— Exercise goal —
Count the lines of the material below that contain the string "clicks", and reply with the number alone.

[Stored items]

· · · · · · ·

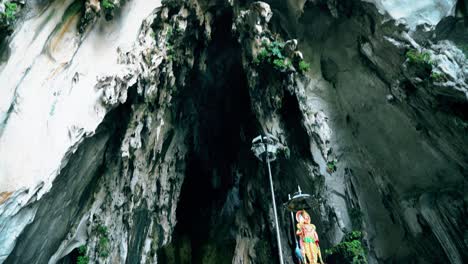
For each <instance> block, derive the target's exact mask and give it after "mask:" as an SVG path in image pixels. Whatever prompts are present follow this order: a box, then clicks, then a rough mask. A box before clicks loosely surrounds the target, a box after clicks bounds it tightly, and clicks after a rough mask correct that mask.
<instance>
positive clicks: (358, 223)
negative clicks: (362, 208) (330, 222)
mask: <svg viewBox="0 0 468 264" xmlns="http://www.w3.org/2000/svg"><path fill="white" fill-rule="evenodd" d="M349 217H350V218H351V223H352V225H353V227H354V228H361V223H362V217H363V213H362V212H361V210H359V209H357V208H351V209H349Z"/></svg>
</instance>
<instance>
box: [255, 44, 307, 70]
mask: <svg viewBox="0 0 468 264" xmlns="http://www.w3.org/2000/svg"><path fill="white" fill-rule="evenodd" d="M285 44H286V43H285V42H281V41H277V40H275V41H272V42H266V41H264V42H263V43H262V49H261V50H260V51H259V52H258V54H257V57H255V58H254V60H253V63H254V64H255V65H256V66H261V65H270V66H272V67H273V69H275V70H277V71H280V72H285V71H287V70H289V69H290V68H295V69H297V68H298V69H299V71H300V72H301V73H304V72H306V71H308V70H309V68H310V65H309V64H308V63H307V62H305V61H304V60H301V61H299V62H298V63H297V65H296V67H294V66H293V61H292V60H291V58H288V57H287V56H285V55H284V46H285Z"/></svg>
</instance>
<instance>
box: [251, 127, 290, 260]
mask: <svg viewBox="0 0 468 264" xmlns="http://www.w3.org/2000/svg"><path fill="white" fill-rule="evenodd" d="M280 147H282V145H281V144H280V143H279V140H278V138H276V137H275V136H273V135H271V134H267V135H264V136H263V135H260V136H258V137H256V138H254V139H253V140H252V148H251V150H252V151H253V153H254V154H255V156H256V157H257V158H259V159H260V160H261V161H263V162H265V163H266V164H267V167H268V176H269V180H270V190H271V200H272V203H273V213H274V215H275V226H276V239H277V242H278V254H279V260H280V264H284V261H283V252H282V251H281V236H280V231H279V224H278V213H277V210H276V201H275V191H274V187H273V178H272V176H271V168H270V162H271V161H274V160H275V159H276V153H277V151H278V149H279V148H280Z"/></svg>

· · · · · · ·

— Task response —
3